- Goal -
Update the material below by changing every "integer pixel coordinates" to "whole-number pixel coordinates" and leaving everything else as it is.

- Data provided -
• • • • • • •

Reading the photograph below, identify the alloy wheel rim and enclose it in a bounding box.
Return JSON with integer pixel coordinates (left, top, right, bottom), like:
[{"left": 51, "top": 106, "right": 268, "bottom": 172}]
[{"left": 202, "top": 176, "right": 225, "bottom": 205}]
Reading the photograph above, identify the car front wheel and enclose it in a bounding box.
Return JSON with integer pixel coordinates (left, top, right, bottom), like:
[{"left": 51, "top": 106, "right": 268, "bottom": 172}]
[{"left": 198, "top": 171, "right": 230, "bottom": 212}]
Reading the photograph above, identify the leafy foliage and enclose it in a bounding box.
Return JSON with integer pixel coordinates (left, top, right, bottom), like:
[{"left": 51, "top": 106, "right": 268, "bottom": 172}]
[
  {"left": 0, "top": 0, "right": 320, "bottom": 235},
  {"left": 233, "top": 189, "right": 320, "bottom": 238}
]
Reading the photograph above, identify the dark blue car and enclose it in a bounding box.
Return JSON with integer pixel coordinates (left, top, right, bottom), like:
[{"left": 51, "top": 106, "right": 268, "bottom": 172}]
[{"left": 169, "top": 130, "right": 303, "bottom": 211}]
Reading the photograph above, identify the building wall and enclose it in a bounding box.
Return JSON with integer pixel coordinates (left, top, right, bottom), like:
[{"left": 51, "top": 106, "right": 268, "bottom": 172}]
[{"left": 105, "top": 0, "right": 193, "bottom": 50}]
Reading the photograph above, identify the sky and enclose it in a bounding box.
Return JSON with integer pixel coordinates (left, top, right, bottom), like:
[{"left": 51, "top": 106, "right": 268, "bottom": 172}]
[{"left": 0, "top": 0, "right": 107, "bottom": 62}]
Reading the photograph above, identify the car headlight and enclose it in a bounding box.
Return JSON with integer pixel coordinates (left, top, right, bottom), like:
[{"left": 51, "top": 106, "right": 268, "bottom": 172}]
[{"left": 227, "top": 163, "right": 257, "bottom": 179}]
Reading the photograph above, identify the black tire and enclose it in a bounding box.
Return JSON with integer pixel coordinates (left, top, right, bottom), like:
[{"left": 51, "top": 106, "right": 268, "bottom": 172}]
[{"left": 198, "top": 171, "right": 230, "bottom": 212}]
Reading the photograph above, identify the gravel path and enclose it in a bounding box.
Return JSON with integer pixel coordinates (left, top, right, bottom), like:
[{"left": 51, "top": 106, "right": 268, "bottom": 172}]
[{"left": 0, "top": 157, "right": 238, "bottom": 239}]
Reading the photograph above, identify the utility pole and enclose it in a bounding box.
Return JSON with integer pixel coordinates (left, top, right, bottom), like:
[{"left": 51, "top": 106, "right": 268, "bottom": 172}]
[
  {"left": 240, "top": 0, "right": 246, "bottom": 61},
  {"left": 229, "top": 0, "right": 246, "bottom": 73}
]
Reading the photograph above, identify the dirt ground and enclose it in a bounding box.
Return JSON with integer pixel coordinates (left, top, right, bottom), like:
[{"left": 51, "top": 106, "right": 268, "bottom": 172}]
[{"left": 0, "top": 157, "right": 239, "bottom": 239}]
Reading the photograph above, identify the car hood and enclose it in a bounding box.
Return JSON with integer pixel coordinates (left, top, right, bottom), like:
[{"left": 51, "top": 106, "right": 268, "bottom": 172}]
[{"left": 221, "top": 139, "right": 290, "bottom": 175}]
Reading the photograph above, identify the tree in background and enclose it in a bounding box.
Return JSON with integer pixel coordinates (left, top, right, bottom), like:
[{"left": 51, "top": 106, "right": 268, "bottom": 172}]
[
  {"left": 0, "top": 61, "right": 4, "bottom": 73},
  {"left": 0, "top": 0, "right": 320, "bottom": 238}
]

• • • • • • •

- Worked answer -
Reading the photograph below, identify the alloy wheel rim and enclose it in a bounding box.
Return JSON with whole-number pixel coordinates (left, top, right, bottom), like:
[{"left": 51, "top": 106, "right": 268, "bottom": 172}]
[{"left": 202, "top": 176, "right": 225, "bottom": 205}]
Reading the photograph above, identify the car front wheel and enclose it in a bounding box.
Return JSON with whole-number pixel coordinates (left, top, right, bottom), like:
[{"left": 51, "top": 106, "right": 268, "bottom": 172}]
[{"left": 198, "top": 171, "right": 230, "bottom": 212}]
Reading the photograph above, identify the leafy foliage and enclose it in a bounding box.
Return JSON with whole-number pixel coordinates (left, top, right, bottom), like:
[{"left": 51, "top": 106, "right": 268, "bottom": 172}]
[
  {"left": 0, "top": 0, "right": 320, "bottom": 235},
  {"left": 233, "top": 189, "right": 320, "bottom": 238}
]
Reading the photograph above, identify the dark blue car and enclose it in a bounding box.
Return JSON with whole-number pixel coordinates (left, top, right, bottom), like:
[{"left": 51, "top": 106, "right": 268, "bottom": 172}]
[{"left": 169, "top": 130, "right": 303, "bottom": 211}]
Reading the photograph above, identify the building wall and enclose it in a bounding box.
Return JSON with whole-number pixel coordinates (left, top, right, bottom), like:
[{"left": 51, "top": 106, "right": 268, "bottom": 172}]
[{"left": 105, "top": 0, "right": 193, "bottom": 50}]
Reading the photograph above, identify the sky and enclose it in a bounding box.
Return JSON with whole-number pixel coordinates (left, top, right, bottom), like:
[{"left": 51, "top": 106, "right": 268, "bottom": 172}]
[{"left": 0, "top": 0, "right": 107, "bottom": 62}]
Reading the photograph above, identify the car headlight and enclose it in a bounding box.
Return JSON with whole-number pixel coordinates (left, top, right, bottom), like:
[{"left": 51, "top": 106, "right": 268, "bottom": 172}]
[{"left": 227, "top": 163, "right": 257, "bottom": 179}]
Reading the photograph above, identify the black tire and enclose it in a bounding box.
Return JSON with whole-number pixel coordinates (left, top, right, bottom), like:
[{"left": 51, "top": 106, "right": 268, "bottom": 172}]
[{"left": 198, "top": 171, "right": 230, "bottom": 212}]
Reading the photograph above, identify the gravel path and enclose it in a bounding box.
Return JSON with whole-number pixel coordinates (left, top, right, bottom), like:
[{"left": 51, "top": 106, "right": 268, "bottom": 172}]
[{"left": 0, "top": 157, "right": 238, "bottom": 239}]
Reading the photograph above, identify the utility pole and enclose it in a bounding box.
Return JSON with whole-number pixel coordinates (left, top, right, bottom), like:
[{"left": 51, "top": 106, "right": 268, "bottom": 172}]
[
  {"left": 240, "top": 0, "right": 246, "bottom": 61},
  {"left": 229, "top": 0, "right": 246, "bottom": 73}
]
Reading the photograph above, identify the dirt ground and enclose it in a bounding box.
Return JSON with whole-number pixel coordinates (left, top, right, bottom), like:
[{"left": 51, "top": 106, "right": 268, "bottom": 172}]
[{"left": 0, "top": 157, "right": 239, "bottom": 239}]
Reading the photograph above, identify the car hood and enclose it in a bounding box.
Return JSON with whole-number pixel coordinates (left, top, right, bottom), like:
[{"left": 51, "top": 106, "right": 268, "bottom": 172}]
[{"left": 221, "top": 139, "right": 290, "bottom": 175}]
Reading the photograph above, identify the tree in background and enclose it in a bounding box.
Return JSON with whole-number pixel coordinates (left, top, right, bottom), like:
[{"left": 51, "top": 106, "right": 268, "bottom": 172}]
[
  {"left": 0, "top": 61, "right": 4, "bottom": 73},
  {"left": 0, "top": 0, "right": 320, "bottom": 238}
]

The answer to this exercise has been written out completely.